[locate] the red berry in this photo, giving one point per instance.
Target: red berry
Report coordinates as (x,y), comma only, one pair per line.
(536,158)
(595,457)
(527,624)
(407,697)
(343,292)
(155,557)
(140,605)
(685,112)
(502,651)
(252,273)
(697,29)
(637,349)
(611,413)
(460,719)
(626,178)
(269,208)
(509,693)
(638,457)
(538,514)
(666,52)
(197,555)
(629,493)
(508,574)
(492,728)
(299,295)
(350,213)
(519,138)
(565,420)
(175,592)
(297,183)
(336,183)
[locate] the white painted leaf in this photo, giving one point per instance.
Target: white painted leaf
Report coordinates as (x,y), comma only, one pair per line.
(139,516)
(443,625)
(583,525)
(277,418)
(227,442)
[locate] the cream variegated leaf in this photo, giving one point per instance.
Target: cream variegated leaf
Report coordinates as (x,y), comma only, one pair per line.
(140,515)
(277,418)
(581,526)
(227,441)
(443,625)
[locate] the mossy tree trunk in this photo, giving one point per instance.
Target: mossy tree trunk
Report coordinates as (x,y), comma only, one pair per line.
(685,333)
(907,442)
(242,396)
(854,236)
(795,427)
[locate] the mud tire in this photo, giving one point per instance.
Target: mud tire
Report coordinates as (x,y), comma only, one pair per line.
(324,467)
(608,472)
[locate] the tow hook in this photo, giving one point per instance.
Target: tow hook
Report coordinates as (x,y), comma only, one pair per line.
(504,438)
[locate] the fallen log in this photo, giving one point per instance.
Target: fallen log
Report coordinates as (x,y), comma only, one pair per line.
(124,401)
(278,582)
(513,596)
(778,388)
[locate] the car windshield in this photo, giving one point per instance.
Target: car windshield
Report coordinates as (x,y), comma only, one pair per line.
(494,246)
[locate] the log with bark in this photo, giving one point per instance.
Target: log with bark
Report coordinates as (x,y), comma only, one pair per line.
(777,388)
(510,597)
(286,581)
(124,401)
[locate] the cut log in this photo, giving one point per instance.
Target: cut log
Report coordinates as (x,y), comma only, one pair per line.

-----

▶ [Task goal]: Your task is to repeat the data exactly, with nothing left out.

▶ [Output for this exercise]:
[locate] the red berry in this photo, giving one point per instance.
Target: red berry
Report coordinates as (x,y), comma only, one pair per line.
(536,158)
(595,457)
(527,624)
(407,697)
(343,292)
(155,557)
(140,605)
(685,112)
(502,651)
(252,273)
(697,29)
(637,349)
(611,413)
(460,719)
(626,178)
(269,208)
(509,693)
(638,457)
(538,514)
(666,52)
(197,555)
(629,493)
(508,574)
(492,728)
(299,295)
(350,213)
(519,138)
(565,420)
(175,592)
(297,183)
(336,183)
[locate] the white painted leaf in this photo, giving one point per instance.
Target: white painted leaf
Report coordinates as (x,y), comma only, one pair per line.
(139,516)
(443,625)
(583,525)
(277,418)
(227,442)
[locate] the cream variegated leaf in this photo, giving one point per instance.
Target: cream variegated leaf
Report coordinates as (x,y), comma only, one pair per line.
(140,515)
(277,418)
(581,526)
(227,441)
(443,625)
[locate] the mossy tree trunk in this photo, giving one point per instance.
Target: mossy tree trunk
Report coordinates as (x,y), comma only, one pair per line.
(685,333)
(907,442)
(242,396)
(854,236)
(795,427)
[locate] the mud tire in this photo, giving one point per instance.
Target: mud tire
Report coordinates as (x,y), comma only, one pair per line.
(324,467)
(608,472)
[locate] the tow hook in this photo, giving one point per instance.
Target: tow hook
Report coordinates as (x,y), comma only, one pair per line.
(504,438)
[locate] the fallen log in this photo, giving one point per instance.
Target: fallen log
Report coordinates as (x,y), comma only, one pair per line.
(124,401)
(278,582)
(513,596)
(778,388)
[locate] the car windshield in this photo, giving one point per instance.
Target: car windshield
Report coordinates as (x,y), comma only, one pair per line.
(494,246)
[locate] the log with bark in this photo, giving one point per instance.
Target: log with bark
Report coordinates as (x,y), comma only, one pair per line.
(777,388)
(510,597)
(286,581)
(124,401)
[locate] the cut log in this photo, giving one point per instance.
Target: cut log
Report coordinates as (x,y), comma only, one pair per line.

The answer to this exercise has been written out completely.